Problem statement »
An identical copy of the data below is needed.

Data for processing »

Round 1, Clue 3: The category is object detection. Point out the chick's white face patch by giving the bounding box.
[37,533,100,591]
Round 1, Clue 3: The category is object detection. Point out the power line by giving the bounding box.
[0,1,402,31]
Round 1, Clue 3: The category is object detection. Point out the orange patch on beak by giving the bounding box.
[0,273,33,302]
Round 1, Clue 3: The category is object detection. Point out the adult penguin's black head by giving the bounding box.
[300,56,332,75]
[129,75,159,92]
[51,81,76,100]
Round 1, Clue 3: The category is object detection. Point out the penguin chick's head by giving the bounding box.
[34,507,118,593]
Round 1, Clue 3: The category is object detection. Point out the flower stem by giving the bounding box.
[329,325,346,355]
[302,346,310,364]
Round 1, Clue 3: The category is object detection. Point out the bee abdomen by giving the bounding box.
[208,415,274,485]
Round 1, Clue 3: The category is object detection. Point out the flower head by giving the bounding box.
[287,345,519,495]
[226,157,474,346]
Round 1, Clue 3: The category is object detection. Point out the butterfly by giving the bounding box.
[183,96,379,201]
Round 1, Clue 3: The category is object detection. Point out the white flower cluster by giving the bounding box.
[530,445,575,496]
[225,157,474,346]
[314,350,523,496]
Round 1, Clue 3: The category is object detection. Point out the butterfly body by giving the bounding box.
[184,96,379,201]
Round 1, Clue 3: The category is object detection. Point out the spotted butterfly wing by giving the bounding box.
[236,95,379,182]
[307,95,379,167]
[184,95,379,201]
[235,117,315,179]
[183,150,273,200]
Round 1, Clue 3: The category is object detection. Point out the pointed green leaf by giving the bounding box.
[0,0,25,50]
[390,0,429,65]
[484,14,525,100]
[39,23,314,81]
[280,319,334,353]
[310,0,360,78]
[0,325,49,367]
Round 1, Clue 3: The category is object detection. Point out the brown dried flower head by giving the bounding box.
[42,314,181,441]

Answer space »
Round 1, Clue 3: The category is object detection. Point out the chick's white face patch by giving the bounding box.
[37,533,100,591]
Round 1, Clue 3: The category is object detection. Point out the power line by giving the bounding box.
[0,1,402,31]
Round 1, Clue 3: The category is object detection. Point out the orange patch on beak by giving the bounding box.
[0,273,33,302]
Round 1, Clue 3: The category is object detection. Point out the adult penguin's black head by giving the bounding box.
[300,56,332,75]
[129,75,159,92]
[51,81,76,100]
Round 1, Clue 3: The category is object detection. Point out the penguin chick's head by giving the bounding box.
[34,507,118,593]
Round 1, Clue 3: The category is object detection. Point out the flower stem by giving the bounding box.
[329,325,346,355]
[302,346,310,364]
Round 1, Clue 3: The category is object detection. Point out the bee abdomen by giving the bounding box.
[208,415,274,485]
Round 1, Clue 3: The category is object detection. Point out the flower head by giving the bounding box.
[287,345,519,495]
[226,157,474,346]
Round 1, Clue 3: The category is object detection. Point out the butterfly by giving the bounding box.
[183,96,379,201]
Round 1, Clue 3: The category is object detection. Point out the white flower cluster by giving the bounding box.
[530,445,575,496]
[225,157,474,346]
[314,350,523,496]
Round 1, Clue 3: The category is object detection. Point out the butterfly body by giving the bounding box.
[184,96,379,201]
Round 1, Clue 3: The category is object detection. Point out the spotted butterfly wing by giving the bounding box.
[236,95,379,182]
[307,95,379,167]
[184,95,379,201]
[235,117,315,179]
[183,150,273,200]
Round 1, Clue 3: The category is object detection. Point out the pointed green leaf by giving the bounding box.
[0,0,25,50]
[390,0,429,65]
[484,14,525,100]
[39,23,314,81]
[280,319,334,353]
[310,0,360,78]
[0,325,49,367]
Round 1, Clue 3: The category is object detection. Point out the brown dried flower head by giving the bounding box.
[42,314,181,441]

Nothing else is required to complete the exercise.